▶ _Selected extract_
** START **
Cream Ridge Winery is a winery in the Cream Ridge section of Upper Freehold Township in Monmouth County, New Jersey. The vineyard was first planted in 1987, and opened to the public in 1988. Cream Ridge has 14 acres of grapes under cultivation, and produces 5,000 cases of wine per year. The winery is named for the community where it is located.

Wines

Cream Ridge Winery produces wine from Barbera, Cabernet Franc, Cabernet Sauvignon, Chambourcin, Chardonnay, Durif (Petite Sirah), Fredonia, Merlot, Muscat blanc, Niagara, Pinot gris, Pinot noir, Riesling, Sangiovese, Sauvignon blanc, Syrah, Vidal blanc, and Zinfandel grapes. Cream Ridge also makes fruit wines from almonds, apricots, beach plums, blackberries, black currants, blueberries, cherries, cranberries, kiwifruit, limes, mangoes, pineapples, and raspberries, and dessert wines using chocolate and espresso. It is the only winery in New Jersey to produce wine from apricots, and is the only New Jersey winery to make coffee-based wines. Cream Ridge is best known for its signature cherry wine. The winery is not located in one of New Jersey's three viticultural areas.
** END **
▶ _What you need to do_
(a) According to the article on Cream Ridge Winery, how many cases of wine does the winery produce each year?
(b) Please translate this sentence from the article on Cream Ridge Winery into Spanish: "Cream Ridge is best known for its signature cherry wine."

▶ _Supplied material_
** START **
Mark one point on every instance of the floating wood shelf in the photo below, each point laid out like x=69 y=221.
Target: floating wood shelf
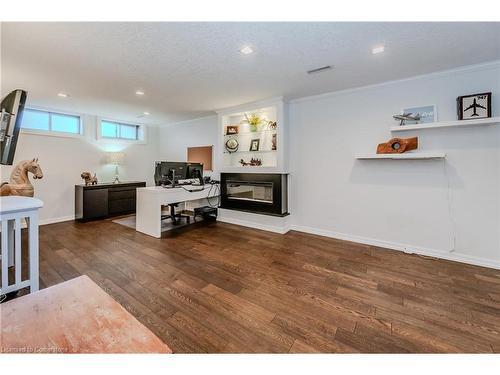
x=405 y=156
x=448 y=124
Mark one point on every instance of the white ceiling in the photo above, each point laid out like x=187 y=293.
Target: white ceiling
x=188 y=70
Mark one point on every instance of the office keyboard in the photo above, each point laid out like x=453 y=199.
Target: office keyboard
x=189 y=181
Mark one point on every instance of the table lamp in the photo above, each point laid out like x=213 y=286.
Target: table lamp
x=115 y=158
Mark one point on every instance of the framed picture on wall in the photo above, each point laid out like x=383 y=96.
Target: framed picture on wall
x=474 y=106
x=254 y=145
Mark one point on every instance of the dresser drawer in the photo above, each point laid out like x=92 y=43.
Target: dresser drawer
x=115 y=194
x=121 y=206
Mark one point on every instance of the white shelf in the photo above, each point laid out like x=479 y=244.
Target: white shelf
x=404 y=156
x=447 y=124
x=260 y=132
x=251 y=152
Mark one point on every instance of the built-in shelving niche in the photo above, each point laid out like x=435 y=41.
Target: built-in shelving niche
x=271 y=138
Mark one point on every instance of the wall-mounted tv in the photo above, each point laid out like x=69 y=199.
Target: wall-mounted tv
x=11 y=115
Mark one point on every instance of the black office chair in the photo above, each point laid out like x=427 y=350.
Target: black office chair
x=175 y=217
** END **
▶ _The solutions_
(a) 5,000 cases

(b) Cream Ridge es más conocida por su vino de cereza característico.